──────── RECORDS FOR THIS TASK ────────
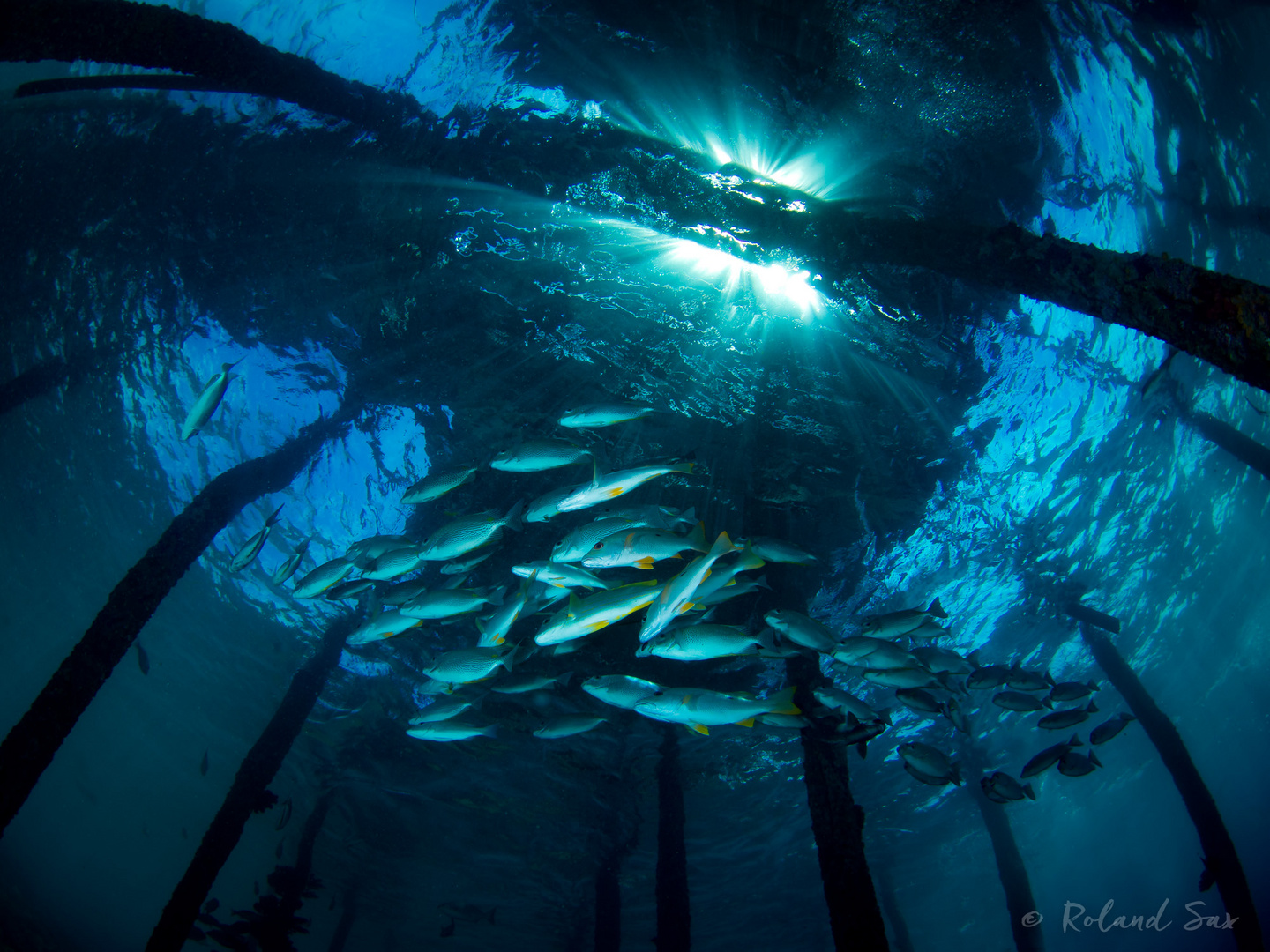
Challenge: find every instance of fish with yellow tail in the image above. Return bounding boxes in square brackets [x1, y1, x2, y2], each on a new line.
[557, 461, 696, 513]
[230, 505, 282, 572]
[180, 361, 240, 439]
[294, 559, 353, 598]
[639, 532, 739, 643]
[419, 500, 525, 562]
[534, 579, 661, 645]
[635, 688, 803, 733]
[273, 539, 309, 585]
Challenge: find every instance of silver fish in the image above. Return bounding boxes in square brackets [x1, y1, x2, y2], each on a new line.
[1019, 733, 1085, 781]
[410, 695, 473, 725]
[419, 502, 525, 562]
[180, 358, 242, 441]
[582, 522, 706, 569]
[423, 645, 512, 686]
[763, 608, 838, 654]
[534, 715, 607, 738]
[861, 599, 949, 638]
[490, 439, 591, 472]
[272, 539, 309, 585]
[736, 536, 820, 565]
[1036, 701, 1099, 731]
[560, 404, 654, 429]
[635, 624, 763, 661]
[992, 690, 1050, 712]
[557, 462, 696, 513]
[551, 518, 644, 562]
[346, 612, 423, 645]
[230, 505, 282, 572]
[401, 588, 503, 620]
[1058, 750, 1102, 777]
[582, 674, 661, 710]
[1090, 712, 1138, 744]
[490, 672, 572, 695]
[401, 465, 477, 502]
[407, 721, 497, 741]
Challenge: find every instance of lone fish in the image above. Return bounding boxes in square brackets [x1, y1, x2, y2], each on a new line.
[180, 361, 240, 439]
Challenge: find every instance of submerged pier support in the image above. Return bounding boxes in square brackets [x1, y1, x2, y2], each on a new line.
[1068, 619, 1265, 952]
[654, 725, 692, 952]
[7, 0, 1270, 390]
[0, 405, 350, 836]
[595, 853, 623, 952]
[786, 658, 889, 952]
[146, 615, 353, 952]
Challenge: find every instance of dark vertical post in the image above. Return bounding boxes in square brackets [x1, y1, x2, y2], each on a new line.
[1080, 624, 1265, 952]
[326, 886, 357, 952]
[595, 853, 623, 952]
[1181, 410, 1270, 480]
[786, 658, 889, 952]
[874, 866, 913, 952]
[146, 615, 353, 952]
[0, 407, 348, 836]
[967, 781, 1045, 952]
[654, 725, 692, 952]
────────
▸ **THE REQUEST**
Write out the entries above again with each "Challenge" switched to "Exercise" and nothing else altered. Leave the pictures out of your answer.

▸ **EXERCISE OUTPUT**
Exercise: find every instance of fish with yellow tail in the image above. Return bounding boxes in square brackets [x1, y1, x2, y2], each on a new line.
[557, 461, 696, 513]
[230, 505, 282, 572]
[180, 361, 240, 439]
[294, 559, 353, 598]
[639, 532, 739, 643]
[419, 500, 525, 562]
[534, 579, 661, 645]
[635, 688, 803, 733]
[273, 539, 309, 585]
Exercise: find every instance of silver fish in the image above. Return bounding boxes in square brackets [x1, y1, x2, y2], each on a new line.
[1019, 733, 1085, 781]
[410, 695, 473, 725]
[419, 502, 525, 562]
[180, 358, 242, 441]
[582, 522, 706, 569]
[423, 645, 512, 686]
[763, 608, 838, 654]
[534, 715, 607, 738]
[861, 599, 949, 638]
[490, 439, 591, 472]
[272, 539, 309, 585]
[736, 536, 820, 565]
[1036, 701, 1099, 731]
[560, 404, 654, 429]
[635, 624, 763, 661]
[992, 690, 1050, 712]
[557, 462, 696, 513]
[551, 518, 644, 562]
[346, 612, 423, 645]
[230, 505, 282, 572]
[401, 588, 503, 620]
[1058, 750, 1102, 777]
[582, 674, 661, 710]
[1090, 712, 1138, 744]
[490, 672, 572, 695]
[401, 465, 477, 502]
[407, 721, 497, 741]
Exercise: find every instance of lone fish in the image above. Return bounding boxes in square brackets [x1, y1, x2, y2], each on a new line.
[180, 361, 240, 439]
Exercise: find every instance of submerged pier support in the image above. Return bounding boxes in square brackets [x1, y1, x2, y2], each on a new line.
[1068, 619, 1265, 952]
[654, 725, 692, 952]
[7, 0, 1270, 390]
[0, 405, 350, 836]
[595, 853, 623, 952]
[786, 658, 889, 952]
[146, 615, 353, 952]
Exercise: find every instance of dark vertical post in the image above. Return bounding boxes in square brackets [x1, y1, x2, y2], each on a new line.
[1080, 624, 1265, 952]
[326, 886, 357, 952]
[595, 853, 623, 952]
[1181, 410, 1270, 480]
[786, 658, 889, 952]
[874, 866, 913, 952]
[146, 615, 353, 952]
[0, 407, 348, 836]
[967, 781, 1045, 952]
[654, 725, 692, 952]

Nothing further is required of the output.